Records from a dataset
....................

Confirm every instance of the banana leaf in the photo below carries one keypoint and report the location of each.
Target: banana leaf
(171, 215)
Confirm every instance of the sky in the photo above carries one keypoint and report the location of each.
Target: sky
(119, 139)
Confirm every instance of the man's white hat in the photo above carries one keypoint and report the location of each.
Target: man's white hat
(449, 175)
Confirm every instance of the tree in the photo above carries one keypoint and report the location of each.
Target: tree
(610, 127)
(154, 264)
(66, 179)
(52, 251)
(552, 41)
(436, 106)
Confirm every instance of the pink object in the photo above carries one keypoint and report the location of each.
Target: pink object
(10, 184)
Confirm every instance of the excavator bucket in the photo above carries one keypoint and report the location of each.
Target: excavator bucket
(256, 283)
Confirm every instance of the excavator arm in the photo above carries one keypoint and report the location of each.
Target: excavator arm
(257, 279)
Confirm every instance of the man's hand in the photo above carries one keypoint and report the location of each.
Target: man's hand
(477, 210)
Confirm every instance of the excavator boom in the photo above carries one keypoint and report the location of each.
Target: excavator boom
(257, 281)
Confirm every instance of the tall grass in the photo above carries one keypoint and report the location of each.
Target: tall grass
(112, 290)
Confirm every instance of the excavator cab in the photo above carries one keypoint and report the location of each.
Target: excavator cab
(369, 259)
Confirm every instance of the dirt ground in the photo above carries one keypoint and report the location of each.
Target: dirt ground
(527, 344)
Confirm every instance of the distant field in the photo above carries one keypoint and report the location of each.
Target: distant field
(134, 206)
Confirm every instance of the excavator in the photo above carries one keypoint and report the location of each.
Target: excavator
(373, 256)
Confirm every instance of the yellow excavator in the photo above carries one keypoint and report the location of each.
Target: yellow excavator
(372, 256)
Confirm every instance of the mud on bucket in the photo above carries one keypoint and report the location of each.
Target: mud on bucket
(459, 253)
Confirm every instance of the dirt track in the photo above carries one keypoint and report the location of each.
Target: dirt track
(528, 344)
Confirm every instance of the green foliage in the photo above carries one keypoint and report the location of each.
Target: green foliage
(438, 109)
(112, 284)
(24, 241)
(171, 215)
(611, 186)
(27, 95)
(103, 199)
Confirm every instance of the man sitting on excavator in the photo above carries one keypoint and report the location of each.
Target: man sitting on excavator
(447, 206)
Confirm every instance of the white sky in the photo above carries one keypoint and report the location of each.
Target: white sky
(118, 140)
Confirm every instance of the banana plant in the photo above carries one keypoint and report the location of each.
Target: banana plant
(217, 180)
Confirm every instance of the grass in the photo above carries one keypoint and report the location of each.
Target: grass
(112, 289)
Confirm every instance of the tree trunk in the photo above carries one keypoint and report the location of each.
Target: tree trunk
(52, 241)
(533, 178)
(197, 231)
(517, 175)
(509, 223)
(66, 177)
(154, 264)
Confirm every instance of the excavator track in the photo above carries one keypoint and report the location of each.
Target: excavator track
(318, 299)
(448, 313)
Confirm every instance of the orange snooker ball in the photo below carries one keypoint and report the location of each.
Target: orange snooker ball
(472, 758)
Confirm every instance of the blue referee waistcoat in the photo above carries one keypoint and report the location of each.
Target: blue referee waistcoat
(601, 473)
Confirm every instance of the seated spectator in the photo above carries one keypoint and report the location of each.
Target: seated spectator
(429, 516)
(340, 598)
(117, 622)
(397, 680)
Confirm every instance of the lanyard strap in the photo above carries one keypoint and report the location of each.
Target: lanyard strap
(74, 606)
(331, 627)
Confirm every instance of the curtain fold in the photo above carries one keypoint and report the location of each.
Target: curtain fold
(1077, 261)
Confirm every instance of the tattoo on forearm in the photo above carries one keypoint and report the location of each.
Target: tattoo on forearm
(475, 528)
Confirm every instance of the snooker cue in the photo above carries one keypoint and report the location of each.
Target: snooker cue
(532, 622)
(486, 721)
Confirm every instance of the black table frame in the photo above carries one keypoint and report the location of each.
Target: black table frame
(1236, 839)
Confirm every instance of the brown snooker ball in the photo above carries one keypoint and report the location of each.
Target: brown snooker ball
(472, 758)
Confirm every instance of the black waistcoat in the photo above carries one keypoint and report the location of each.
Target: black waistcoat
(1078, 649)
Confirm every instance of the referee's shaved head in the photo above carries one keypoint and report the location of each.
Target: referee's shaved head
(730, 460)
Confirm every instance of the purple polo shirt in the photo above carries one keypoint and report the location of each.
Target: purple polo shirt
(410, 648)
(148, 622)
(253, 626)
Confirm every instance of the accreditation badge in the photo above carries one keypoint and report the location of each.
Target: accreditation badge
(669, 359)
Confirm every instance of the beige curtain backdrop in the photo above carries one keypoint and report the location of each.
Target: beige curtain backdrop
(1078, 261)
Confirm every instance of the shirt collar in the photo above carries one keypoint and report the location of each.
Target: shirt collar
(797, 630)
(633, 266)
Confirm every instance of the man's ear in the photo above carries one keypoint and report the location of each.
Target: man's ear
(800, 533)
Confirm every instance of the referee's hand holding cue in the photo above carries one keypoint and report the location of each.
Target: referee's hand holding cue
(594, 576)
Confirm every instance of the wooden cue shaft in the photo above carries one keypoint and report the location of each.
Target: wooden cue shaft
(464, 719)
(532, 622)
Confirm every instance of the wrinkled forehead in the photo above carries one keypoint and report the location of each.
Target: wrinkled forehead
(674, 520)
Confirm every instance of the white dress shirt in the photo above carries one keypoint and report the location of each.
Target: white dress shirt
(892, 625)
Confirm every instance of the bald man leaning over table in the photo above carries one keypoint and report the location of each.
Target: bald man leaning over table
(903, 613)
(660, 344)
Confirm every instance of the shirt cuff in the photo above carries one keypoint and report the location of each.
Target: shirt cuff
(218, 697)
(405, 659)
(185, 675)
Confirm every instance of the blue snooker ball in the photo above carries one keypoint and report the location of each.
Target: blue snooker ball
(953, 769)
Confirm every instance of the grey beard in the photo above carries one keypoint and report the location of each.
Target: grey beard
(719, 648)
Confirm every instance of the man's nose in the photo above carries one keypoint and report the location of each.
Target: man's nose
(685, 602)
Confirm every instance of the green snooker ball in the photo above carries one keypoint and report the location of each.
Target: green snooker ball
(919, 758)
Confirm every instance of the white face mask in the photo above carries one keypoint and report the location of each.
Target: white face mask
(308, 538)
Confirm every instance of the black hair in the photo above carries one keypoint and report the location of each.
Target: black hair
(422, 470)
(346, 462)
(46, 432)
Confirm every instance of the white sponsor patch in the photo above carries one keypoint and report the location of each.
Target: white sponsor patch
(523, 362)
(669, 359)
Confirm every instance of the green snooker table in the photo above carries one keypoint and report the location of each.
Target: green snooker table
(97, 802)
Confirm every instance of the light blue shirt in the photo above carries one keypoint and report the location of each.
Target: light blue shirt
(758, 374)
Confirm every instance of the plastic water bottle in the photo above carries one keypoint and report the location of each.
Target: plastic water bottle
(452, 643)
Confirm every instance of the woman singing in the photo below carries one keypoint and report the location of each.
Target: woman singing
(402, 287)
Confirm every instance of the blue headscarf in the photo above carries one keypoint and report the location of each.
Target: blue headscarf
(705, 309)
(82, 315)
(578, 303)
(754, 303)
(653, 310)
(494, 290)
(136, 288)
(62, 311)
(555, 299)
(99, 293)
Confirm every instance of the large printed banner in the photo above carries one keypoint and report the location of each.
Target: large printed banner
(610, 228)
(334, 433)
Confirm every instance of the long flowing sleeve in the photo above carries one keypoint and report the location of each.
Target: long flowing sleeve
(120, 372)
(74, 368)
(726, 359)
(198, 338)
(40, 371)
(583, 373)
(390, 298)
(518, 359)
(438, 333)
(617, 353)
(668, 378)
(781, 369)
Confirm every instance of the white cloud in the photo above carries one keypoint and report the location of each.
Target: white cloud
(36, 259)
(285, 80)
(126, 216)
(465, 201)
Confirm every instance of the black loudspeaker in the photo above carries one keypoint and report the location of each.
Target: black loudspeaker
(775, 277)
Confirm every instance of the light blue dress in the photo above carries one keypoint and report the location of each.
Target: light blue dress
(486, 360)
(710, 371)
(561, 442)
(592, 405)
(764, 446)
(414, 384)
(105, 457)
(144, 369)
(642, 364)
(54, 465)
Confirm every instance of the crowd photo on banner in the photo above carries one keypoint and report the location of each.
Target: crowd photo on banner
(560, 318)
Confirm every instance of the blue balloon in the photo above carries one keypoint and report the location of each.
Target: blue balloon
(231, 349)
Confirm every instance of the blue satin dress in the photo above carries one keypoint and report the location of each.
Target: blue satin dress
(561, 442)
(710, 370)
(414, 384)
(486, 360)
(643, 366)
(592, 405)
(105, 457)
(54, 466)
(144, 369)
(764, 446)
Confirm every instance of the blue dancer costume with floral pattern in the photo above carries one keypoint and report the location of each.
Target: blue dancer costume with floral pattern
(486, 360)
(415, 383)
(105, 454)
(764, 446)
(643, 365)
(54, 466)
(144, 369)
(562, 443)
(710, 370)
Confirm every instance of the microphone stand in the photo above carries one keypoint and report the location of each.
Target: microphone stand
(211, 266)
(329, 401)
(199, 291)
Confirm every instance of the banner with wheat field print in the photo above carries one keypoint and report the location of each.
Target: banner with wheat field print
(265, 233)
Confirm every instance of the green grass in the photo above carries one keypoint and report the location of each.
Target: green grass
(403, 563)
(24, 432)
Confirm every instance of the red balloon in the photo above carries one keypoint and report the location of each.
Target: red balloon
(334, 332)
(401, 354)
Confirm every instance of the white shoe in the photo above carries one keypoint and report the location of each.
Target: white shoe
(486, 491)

....................

Work instructions
Reproduce the records above exactly, starting with the line that contains "Confirm every instance of the blue balloon" and ending with the last line.

Solution to this task
Confirm every instance of the blue balloon in the photo above carries one keypoint and report the location of each.
Target: blue balloon
(231, 349)
Confirm every instance of the blue satin dress in the photo above carries one keypoint and report the location of each.
Target: blue satin dress
(561, 442)
(710, 370)
(414, 384)
(486, 360)
(643, 366)
(592, 405)
(105, 457)
(54, 466)
(144, 369)
(764, 446)
Confirm every instance of the blue dancer costume with floral pattern in the photo above carries one keypoint and report the location of each.
Target: blue dancer costume with floral pattern
(486, 360)
(415, 383)
(105, 454)
(764, 446)
(643, 365)
(54, 466)
(144, 369)
(562, 443)
(710, 370)
Confirm every instance of the microphone stand in the photo above carries one keypoint and report the location of each.
Target: microphone stand
(211, 266)
(329, 401)
(199, 291)
Confirm every instance of the banner with wheat field print in the photo above carries one keypoint and report the location of each.
Target: banner with wheat field print
(265, 233)
Confirm every instance of the green grass in the photo above carries one keypoint and report the location of each.
Target: green grass
(403, 563)
(24, 432)
Confirm every instance of the red balloon in the photo above carries one keypoint and report the location of each.
Target: red balloon
(334, 332)
(401, 354)
Confirm every instance of the white shoe in the photo above carries one keypoint and report the location of each.
Target: white shoe
(486, 491)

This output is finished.